> Source passage:
If the concept of romantic gay Black male relationships makes you feel uncomfortable, you are exactly who needs to see Moonlight.
Based on the real life stories of filmmakers Barry Jenkins & playwright Tarell McCraney, the film explores drug use, poverty, bullying and intimate love between Black men.
First read of that description, you may pigeon hold this film to the stereotypical story arches we see play out time and time again on screen, but it’s so much more. In Chiron, the lead protagonist, we find a little bit of ourselves as he grows in this coming of age story.
We are all painfully aware of the infectious homophobic thinking patterns that run rampant in the Black community. Tropes of hyper-masculinity have shadowed the Black experience for generations, saddled by the treatment of Black men throughout American history as breeders and beasts. Generations of this inaccurate, stark hyper-masculine narrative has rooted itself in our perceptions of each other as Black people–particularly Black men. Any sign of vulnerability or softness is inappropriately handled as weakness and a threat to strong Black male patriarchy.

> Material provided:
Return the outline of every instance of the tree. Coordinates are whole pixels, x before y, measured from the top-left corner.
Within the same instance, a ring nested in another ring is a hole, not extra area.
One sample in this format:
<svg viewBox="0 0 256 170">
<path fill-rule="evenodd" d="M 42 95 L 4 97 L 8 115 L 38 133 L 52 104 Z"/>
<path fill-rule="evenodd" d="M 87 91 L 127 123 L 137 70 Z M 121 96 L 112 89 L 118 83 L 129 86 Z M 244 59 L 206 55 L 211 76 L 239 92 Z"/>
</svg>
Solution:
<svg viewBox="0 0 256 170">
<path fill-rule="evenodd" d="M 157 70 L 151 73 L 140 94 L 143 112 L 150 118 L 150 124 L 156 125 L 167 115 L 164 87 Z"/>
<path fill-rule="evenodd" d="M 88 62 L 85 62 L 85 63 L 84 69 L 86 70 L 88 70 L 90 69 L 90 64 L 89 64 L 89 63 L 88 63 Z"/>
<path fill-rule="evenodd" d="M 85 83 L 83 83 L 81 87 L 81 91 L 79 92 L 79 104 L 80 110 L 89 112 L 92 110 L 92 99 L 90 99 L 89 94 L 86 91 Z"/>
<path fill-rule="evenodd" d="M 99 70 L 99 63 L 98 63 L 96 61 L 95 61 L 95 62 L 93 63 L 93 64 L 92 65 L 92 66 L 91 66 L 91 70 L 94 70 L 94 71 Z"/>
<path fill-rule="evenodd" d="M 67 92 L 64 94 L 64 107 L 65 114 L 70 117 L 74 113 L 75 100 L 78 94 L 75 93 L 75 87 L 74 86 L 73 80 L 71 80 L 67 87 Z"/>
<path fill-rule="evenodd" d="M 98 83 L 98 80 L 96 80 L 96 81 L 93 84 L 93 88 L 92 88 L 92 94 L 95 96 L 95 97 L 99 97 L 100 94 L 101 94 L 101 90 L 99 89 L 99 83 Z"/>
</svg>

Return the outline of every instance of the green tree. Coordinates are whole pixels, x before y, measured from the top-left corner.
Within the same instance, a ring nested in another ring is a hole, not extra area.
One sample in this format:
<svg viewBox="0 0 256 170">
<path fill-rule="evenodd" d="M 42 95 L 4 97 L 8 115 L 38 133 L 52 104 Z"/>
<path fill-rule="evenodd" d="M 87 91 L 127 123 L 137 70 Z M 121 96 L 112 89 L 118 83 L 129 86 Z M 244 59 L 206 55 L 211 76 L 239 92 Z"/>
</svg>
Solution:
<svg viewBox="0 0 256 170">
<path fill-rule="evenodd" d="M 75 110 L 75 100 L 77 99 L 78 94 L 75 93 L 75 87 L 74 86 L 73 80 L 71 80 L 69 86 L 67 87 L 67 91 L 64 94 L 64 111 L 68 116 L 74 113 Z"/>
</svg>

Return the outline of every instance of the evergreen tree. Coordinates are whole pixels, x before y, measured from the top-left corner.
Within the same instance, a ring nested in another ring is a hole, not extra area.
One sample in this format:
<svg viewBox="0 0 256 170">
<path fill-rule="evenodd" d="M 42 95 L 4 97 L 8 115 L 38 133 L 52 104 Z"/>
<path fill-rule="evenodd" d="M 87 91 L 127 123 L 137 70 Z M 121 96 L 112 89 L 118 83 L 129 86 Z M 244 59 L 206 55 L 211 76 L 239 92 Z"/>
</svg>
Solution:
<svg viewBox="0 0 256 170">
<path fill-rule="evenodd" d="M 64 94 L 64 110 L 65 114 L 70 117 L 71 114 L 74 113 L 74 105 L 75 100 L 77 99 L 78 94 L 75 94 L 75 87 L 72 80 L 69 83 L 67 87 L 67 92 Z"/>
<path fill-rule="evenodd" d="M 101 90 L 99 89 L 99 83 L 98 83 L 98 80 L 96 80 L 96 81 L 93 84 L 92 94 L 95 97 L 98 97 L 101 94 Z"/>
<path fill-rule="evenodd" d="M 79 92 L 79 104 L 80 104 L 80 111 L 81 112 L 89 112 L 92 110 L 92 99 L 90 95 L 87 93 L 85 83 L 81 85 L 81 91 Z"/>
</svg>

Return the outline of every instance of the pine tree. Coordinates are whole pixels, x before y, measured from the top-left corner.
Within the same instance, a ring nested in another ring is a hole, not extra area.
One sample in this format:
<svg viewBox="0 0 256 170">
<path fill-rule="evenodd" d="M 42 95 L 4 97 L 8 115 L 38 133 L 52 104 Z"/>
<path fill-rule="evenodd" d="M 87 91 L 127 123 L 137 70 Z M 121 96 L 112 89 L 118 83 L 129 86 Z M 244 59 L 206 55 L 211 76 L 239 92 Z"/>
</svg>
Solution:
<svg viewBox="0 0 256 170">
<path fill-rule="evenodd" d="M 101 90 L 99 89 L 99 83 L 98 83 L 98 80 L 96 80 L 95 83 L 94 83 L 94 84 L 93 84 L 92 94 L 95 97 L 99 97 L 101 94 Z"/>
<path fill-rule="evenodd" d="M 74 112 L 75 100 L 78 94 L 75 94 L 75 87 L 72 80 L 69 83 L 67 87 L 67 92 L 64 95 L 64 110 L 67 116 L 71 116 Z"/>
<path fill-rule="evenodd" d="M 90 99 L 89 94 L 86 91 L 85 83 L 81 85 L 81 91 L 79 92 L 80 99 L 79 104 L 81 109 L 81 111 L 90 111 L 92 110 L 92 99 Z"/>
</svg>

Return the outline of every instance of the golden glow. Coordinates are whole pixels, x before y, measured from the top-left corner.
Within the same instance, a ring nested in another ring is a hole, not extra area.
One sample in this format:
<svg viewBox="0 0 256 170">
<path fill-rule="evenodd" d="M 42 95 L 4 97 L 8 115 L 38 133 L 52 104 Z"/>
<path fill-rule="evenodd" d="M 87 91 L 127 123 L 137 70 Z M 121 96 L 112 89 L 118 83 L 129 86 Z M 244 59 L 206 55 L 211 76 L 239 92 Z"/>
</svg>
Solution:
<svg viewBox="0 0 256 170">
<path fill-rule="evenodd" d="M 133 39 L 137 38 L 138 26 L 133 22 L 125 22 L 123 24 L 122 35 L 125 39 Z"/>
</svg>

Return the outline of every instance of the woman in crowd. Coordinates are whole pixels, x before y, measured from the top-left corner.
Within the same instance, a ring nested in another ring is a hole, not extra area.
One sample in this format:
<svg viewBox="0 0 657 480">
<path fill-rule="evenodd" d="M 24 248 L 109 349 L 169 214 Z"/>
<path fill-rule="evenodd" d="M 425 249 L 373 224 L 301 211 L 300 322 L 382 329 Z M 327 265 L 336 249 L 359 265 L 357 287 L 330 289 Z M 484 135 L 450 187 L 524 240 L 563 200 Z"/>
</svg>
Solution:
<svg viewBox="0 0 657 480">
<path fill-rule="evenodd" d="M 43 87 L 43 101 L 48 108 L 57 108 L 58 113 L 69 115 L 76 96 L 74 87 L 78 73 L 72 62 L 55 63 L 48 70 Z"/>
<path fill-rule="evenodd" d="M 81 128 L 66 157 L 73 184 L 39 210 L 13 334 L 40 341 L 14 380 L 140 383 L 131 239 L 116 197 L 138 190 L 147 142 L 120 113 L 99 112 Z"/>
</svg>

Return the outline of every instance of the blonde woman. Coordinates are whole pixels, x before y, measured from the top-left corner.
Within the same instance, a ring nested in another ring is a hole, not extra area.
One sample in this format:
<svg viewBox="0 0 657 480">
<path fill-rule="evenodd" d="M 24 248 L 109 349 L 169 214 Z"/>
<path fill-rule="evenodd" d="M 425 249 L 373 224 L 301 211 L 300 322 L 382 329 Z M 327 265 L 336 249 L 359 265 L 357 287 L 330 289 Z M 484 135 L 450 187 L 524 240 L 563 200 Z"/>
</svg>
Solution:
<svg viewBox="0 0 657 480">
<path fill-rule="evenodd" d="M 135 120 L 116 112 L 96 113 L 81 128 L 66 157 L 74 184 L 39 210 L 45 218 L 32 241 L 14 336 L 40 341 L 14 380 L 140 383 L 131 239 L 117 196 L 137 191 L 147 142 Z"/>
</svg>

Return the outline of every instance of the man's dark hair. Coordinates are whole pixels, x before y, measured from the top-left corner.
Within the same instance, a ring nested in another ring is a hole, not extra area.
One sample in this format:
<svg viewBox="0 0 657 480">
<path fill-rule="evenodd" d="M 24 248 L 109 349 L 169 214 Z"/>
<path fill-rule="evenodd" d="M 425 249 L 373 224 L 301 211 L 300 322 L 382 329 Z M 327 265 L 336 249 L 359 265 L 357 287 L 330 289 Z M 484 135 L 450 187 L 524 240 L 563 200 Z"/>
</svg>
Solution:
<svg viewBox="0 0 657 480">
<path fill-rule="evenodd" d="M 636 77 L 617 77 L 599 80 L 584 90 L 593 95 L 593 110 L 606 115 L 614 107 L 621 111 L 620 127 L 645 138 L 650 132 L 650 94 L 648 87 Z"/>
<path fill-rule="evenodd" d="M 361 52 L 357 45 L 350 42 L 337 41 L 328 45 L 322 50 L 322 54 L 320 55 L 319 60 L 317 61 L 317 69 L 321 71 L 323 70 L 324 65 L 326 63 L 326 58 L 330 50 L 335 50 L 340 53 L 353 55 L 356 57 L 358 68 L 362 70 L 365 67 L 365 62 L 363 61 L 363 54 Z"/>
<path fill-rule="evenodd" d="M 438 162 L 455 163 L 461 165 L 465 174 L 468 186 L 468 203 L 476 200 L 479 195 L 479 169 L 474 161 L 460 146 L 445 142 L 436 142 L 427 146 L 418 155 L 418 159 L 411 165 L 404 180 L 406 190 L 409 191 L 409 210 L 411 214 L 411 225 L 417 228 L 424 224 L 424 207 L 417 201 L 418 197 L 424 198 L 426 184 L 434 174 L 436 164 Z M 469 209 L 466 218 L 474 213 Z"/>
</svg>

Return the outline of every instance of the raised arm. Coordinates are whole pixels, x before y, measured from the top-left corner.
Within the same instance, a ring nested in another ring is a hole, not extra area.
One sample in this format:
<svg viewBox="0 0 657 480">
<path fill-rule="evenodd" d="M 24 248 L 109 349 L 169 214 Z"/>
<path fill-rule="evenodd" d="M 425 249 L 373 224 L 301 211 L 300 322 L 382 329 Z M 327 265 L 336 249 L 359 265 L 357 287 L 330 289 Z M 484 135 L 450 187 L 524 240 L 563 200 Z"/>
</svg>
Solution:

> Required action 1:
List the topics that the Moonlight review says the film explores.
> Required action 2:
Rewrite the Moonlight review from "Based on the" to "between Black men.", replacing "poverty" with "economic hardship".
> Required action 3:
Continue the Moonlight review from the point where it stops.

> Task output 1:
drug use, poverty, bullying, intimate love between Black men

> Task output 2:
Based on the real life stories of filmmakers Barry Jenkins & playwright Tarell McCraney, the film explores drug use, economic hardship, bullying and intimate love between Black men.

> Task output 3:
Now those black and white misconceptions become illuminated in color on screen with Moonlight, an emotional drama that serves as an examination into the complexities of Black male masculinity.
Set off with an all-star cast including singer Janelle Monae, Mahershala Ali (Luke Cage), Andre Holland (American Horror Story), Naomi Harris (Skyfall) and breakout star Trevante Rhodes, ‘Moonlight’ lives as one of the most nuanced depictions of Black life ever seen on film.
Trevante plays Chiron, a kid growing up in an impoverished household with his drug addict single mother. He is mentored by neighborhood drug dealer (Ali) who invites him into his home, and accepts him fully. As he grows older, his understanding of his sexuality blossoms during an intimate experience with his friend Kevin (Holland) in high school.
Rhodes approached the role fearlessly, drawing from his experience with a childhood friend for inspiration.
” My best friend since i was 10 years old is a gay man, and I literally saw his struggle, growing up for the last 13/14 years….it was a tough time. I understood that struggle, I’m happy I got this opportunity to, not tribute it to him, but it was a liberating feeling to know I did my part in kind of helping merge everyone,” he told HB.
“It’s really dumb to me that as a people we complain about not being included, yet we push people aside because of how they are born,” he continued. “I don’t understand the world, I was born this way, I was born dark. I was born with all this melanin. And you wanna kill people for how they are born.”
Rhodes describes himself as a confident man who has always loved himself, so breaking into the role as Chiron required three weeks of intense method actin preparation as he walked around Los Angeles in isolation.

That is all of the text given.